— Task brief —
Please format the items between the lines holding "Every instance of the player's knee" and "x=160 y=344", inclusive, as a JSON list of strings with one string per line and any blank lines omitted.

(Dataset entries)

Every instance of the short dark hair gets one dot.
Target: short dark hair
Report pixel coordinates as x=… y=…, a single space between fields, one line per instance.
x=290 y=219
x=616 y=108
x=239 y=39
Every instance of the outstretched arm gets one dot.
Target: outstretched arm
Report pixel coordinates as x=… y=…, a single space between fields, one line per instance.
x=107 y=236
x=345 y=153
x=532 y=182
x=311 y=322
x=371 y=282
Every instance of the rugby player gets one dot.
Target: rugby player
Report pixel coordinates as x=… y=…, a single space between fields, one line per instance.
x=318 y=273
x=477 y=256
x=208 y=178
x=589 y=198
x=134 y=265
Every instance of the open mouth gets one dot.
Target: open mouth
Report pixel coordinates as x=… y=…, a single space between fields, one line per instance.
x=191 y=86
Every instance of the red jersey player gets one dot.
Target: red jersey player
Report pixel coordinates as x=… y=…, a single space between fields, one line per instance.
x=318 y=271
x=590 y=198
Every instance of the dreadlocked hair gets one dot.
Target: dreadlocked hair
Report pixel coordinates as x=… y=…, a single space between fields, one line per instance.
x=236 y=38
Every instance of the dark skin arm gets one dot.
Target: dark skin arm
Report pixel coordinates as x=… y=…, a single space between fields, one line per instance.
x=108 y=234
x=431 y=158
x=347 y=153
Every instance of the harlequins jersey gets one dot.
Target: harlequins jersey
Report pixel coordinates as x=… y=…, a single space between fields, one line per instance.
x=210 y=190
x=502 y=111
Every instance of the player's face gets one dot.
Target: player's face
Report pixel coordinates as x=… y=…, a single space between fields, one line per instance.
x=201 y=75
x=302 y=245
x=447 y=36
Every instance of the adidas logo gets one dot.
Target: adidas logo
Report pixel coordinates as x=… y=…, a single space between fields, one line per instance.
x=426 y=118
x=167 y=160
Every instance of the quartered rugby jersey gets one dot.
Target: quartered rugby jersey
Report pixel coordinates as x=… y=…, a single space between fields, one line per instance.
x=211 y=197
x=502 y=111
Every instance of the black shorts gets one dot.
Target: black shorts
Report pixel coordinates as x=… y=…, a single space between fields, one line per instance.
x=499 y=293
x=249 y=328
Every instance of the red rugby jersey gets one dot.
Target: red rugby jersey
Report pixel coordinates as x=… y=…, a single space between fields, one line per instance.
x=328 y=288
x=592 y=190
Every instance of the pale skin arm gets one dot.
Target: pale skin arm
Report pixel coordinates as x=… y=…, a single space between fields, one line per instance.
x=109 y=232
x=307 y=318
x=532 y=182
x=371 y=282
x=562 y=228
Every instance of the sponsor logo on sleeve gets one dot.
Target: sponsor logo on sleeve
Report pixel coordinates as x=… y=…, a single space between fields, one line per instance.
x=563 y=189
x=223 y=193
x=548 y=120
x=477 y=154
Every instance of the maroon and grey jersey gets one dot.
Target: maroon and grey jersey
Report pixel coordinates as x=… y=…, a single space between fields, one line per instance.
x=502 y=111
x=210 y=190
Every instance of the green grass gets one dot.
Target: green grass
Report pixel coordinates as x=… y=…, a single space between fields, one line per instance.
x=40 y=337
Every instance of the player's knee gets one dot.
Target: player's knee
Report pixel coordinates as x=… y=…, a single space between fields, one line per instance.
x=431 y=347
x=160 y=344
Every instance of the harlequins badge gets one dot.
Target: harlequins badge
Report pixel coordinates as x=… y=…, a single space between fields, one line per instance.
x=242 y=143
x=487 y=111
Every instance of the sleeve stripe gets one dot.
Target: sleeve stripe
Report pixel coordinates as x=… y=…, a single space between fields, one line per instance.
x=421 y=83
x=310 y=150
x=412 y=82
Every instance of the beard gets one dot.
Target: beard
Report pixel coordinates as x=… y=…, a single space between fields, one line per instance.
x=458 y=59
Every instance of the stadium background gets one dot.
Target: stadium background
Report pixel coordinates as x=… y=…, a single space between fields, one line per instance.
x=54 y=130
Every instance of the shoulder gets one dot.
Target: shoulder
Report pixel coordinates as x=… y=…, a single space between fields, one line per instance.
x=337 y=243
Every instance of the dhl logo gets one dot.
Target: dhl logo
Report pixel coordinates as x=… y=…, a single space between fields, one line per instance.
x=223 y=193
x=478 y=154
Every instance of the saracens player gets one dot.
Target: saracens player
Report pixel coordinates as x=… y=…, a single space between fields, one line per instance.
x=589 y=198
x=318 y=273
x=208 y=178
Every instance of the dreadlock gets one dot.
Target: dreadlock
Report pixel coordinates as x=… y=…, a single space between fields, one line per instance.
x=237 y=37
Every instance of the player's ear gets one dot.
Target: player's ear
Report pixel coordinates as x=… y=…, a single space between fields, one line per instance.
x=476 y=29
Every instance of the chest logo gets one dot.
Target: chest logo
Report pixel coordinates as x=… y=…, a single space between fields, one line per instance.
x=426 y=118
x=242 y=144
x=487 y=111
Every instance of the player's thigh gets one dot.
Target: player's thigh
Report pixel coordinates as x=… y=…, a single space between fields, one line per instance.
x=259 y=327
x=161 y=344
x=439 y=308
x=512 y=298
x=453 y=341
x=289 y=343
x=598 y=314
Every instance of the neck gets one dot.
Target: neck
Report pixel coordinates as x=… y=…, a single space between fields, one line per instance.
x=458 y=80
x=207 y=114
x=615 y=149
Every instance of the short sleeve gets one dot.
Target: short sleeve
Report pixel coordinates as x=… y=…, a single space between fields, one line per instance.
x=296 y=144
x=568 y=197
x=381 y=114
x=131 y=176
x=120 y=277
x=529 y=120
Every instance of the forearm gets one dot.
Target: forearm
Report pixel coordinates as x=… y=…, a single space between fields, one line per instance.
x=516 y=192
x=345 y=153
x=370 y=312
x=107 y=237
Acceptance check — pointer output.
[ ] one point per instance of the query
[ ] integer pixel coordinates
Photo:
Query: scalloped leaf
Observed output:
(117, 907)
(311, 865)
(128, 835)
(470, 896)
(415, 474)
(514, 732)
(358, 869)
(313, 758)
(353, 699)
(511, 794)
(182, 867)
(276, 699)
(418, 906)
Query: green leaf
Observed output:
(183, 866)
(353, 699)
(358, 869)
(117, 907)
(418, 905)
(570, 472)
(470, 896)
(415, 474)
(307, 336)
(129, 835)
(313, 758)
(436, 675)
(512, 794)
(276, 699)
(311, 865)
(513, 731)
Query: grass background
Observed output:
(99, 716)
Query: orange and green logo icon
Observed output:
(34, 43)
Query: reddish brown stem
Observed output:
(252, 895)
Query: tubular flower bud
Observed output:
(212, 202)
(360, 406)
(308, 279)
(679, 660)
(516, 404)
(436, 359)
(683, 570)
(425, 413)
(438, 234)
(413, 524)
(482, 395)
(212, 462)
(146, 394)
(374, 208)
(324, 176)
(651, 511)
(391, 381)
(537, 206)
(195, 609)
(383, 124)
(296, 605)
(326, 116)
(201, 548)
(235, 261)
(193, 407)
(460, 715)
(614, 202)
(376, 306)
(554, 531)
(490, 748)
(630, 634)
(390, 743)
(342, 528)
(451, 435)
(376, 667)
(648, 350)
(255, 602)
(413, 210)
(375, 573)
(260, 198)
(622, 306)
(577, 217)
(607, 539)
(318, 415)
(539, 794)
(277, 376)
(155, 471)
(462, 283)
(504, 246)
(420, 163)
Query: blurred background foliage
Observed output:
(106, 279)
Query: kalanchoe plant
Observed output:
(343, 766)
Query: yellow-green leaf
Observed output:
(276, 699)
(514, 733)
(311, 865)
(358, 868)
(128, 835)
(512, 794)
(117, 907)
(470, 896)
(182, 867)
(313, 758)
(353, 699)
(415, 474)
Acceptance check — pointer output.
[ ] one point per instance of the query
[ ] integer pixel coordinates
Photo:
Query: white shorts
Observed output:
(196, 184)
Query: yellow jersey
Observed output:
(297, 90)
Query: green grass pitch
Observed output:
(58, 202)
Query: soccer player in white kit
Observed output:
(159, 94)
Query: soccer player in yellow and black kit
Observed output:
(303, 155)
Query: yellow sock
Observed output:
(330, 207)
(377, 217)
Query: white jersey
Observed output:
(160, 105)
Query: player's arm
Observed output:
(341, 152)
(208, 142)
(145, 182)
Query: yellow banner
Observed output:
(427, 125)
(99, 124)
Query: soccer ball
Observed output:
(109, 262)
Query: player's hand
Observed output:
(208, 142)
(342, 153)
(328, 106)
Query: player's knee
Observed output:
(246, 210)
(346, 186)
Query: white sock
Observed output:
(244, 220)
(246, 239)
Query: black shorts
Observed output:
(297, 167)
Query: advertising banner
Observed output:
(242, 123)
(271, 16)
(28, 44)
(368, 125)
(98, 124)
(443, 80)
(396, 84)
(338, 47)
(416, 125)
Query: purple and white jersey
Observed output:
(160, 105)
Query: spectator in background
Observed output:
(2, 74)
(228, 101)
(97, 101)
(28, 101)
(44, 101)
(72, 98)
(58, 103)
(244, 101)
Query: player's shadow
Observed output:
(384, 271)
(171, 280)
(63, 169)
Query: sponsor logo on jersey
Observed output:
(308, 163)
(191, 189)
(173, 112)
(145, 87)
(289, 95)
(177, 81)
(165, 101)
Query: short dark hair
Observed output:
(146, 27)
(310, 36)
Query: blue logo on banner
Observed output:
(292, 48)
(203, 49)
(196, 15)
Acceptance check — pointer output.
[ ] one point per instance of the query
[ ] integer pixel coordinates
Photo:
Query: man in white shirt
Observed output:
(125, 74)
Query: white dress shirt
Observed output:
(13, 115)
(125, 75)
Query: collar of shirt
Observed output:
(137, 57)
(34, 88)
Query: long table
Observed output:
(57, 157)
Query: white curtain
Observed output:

— Finished task —
[
  "Every instance of the player's knee gets one dot.",
  "Target: player's knee",
  "Report pixel coordinates as x=… y=…, a single space between fields, one line per instance.",
  "x=431 y=347",
  "x=160 y=344"
]